● OBJECTIVE: Can you set down, unchanged, the lines of the entries below from the one holding "target | small boat" through the final line, both inclusive?

● AVAILABLE RECORDS:
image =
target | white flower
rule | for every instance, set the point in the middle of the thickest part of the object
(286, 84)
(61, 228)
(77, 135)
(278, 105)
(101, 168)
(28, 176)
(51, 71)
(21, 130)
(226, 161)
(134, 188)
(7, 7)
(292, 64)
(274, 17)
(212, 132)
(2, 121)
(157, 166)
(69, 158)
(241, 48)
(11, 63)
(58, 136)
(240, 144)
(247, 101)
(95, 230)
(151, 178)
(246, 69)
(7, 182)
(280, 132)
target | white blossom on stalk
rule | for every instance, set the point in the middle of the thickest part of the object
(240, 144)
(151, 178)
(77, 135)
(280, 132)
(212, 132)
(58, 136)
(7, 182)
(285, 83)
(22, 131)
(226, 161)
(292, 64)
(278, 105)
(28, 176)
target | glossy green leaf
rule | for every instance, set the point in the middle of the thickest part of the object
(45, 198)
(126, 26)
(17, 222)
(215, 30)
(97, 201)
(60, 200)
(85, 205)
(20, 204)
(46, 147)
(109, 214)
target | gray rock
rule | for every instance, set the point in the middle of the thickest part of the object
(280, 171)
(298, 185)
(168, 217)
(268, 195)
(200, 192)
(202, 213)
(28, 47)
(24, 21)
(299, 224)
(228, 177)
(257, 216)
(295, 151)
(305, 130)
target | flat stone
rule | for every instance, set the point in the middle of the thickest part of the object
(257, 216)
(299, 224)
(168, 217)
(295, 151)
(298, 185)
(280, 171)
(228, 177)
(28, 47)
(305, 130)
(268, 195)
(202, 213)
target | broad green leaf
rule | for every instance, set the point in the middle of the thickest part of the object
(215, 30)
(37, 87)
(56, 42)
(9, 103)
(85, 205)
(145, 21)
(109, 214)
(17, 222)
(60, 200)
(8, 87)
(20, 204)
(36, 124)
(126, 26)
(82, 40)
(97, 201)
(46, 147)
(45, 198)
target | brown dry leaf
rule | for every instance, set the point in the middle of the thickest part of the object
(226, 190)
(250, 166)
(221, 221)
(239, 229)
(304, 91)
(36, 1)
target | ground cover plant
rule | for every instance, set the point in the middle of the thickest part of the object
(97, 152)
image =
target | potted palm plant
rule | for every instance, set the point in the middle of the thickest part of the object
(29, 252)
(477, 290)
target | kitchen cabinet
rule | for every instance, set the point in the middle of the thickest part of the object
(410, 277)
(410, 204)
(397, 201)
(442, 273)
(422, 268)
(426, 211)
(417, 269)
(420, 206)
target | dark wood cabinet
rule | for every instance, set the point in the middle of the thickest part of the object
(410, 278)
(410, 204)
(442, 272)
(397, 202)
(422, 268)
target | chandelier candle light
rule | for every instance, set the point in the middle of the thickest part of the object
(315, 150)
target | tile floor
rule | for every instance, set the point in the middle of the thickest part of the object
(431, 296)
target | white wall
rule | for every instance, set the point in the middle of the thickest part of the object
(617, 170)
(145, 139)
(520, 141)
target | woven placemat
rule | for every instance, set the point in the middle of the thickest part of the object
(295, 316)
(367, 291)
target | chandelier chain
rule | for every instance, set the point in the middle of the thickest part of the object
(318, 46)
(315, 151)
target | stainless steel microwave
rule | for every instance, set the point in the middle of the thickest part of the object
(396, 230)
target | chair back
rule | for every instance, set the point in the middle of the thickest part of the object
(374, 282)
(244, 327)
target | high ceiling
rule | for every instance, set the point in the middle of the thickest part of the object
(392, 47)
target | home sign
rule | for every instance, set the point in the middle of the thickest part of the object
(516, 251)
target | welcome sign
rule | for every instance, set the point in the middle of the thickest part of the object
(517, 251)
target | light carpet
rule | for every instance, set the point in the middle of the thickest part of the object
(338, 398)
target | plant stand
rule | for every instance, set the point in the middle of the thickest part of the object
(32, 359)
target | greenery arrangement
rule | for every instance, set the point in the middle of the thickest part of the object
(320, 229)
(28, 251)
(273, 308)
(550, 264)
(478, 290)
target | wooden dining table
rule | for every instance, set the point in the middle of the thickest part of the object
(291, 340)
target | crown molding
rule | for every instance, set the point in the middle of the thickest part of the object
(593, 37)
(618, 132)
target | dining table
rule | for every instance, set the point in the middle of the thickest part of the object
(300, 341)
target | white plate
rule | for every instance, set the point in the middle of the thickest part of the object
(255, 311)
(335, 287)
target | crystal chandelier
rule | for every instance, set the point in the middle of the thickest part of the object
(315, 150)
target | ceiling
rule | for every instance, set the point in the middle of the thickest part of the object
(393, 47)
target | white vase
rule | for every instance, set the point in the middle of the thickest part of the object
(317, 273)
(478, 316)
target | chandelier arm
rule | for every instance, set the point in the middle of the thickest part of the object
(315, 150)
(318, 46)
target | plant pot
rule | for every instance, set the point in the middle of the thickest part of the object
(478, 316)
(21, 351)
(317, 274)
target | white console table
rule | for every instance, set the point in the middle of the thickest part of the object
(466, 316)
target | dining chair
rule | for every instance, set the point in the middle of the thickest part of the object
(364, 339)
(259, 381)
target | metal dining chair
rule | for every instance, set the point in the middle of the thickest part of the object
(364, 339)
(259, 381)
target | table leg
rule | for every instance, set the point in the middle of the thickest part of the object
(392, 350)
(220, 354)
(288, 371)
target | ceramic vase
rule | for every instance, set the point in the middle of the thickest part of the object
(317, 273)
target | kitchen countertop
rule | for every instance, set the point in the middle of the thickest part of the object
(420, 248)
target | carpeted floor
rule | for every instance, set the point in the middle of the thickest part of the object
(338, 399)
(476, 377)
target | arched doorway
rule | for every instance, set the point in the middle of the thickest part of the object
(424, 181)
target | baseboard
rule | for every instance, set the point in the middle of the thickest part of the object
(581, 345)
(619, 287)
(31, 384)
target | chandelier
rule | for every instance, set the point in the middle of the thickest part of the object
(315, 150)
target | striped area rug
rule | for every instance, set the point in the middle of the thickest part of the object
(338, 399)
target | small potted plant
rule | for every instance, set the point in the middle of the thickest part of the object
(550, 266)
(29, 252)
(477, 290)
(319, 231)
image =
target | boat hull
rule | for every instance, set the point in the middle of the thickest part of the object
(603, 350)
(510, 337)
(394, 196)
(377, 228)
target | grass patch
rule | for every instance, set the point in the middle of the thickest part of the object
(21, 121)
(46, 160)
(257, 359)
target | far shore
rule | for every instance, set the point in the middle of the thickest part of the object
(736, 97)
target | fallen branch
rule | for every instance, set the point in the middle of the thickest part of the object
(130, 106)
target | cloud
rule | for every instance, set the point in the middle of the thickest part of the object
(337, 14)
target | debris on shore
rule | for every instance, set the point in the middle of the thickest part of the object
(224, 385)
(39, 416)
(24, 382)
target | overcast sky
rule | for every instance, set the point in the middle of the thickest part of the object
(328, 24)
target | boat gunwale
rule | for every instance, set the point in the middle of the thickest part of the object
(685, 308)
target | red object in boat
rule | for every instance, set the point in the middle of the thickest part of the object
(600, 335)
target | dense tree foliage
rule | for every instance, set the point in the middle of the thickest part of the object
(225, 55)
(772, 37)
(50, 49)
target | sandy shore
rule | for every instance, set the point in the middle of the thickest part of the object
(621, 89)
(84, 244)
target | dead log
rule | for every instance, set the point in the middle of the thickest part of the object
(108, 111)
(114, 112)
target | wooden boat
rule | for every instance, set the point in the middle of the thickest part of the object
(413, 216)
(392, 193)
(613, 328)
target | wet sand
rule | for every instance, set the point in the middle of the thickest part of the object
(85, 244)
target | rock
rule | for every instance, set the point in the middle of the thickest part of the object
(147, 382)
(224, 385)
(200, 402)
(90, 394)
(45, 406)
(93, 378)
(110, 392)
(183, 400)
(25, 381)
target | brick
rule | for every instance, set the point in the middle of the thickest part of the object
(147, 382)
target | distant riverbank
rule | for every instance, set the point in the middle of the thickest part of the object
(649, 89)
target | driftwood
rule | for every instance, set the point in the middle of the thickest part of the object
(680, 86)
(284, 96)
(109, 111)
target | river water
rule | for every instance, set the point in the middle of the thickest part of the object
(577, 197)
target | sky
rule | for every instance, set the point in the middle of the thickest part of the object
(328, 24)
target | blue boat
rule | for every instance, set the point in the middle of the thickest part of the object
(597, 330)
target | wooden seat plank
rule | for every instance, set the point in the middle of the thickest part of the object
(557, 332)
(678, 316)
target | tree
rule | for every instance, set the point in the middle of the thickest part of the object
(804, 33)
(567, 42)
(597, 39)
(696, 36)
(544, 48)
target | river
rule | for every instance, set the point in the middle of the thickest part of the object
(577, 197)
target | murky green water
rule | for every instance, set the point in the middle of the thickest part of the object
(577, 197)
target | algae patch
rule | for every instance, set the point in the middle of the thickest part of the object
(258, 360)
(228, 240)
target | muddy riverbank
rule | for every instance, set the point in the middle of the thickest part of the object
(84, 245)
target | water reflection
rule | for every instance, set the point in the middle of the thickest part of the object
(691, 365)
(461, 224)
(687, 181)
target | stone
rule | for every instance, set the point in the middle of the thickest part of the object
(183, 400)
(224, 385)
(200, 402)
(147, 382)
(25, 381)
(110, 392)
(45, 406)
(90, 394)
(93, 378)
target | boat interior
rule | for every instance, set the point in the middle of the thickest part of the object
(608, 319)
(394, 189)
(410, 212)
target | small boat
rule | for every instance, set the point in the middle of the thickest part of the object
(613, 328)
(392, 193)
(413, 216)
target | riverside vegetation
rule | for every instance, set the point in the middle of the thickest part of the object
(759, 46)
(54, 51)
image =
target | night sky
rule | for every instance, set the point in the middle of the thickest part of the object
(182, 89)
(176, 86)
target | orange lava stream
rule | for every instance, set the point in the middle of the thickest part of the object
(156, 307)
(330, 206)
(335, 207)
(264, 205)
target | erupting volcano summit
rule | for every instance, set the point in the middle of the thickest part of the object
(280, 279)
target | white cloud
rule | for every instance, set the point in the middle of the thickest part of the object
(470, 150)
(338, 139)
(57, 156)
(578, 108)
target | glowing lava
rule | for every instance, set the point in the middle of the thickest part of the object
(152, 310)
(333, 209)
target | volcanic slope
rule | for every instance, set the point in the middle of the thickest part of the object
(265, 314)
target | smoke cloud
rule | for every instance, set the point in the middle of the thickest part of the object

● SOLUTION FOR THIS EXERCISE:
target | small boat
rule | for every instance, set the point in the middle of the thickest part of the object
(613, 328)
(392, 193)
(413, 216)
target | riverside vegetation
rule | for every instance, set the point in the middle of the thickest part of the object
(759, 46)
(54, 51)
image =
target | night sky
rule | for every instance, set the point in the middle of the thickest part of the object
(182, 89)
(176, 86)
target | orange lava stream
rule | for every instance, set the point in the middle of the thickest part of the object
(156, 307)
(330, 206)
(335, 207)
(264, 205)
target | erupting volcano summit
rule | for every instance, set the point in the middle of the thickest part of the object
(280, 279)
target | white cloud
rule | for every instance, set the point in the middle of the thickest part of the object
(470, 150)
(338, 139)
(57, 156)
(578, 108)
target | glowing lava
rule | for every instance, set the point in the middle of the thickest part of the object
(152, 310)
(333, 209)
target | volcanic slope
rule | for every instance, set the point in the middle of the thickest part of the object
(265, 314)
target | smoke cloud
rule | for every instance, set the point in the middle of the thickest part of the object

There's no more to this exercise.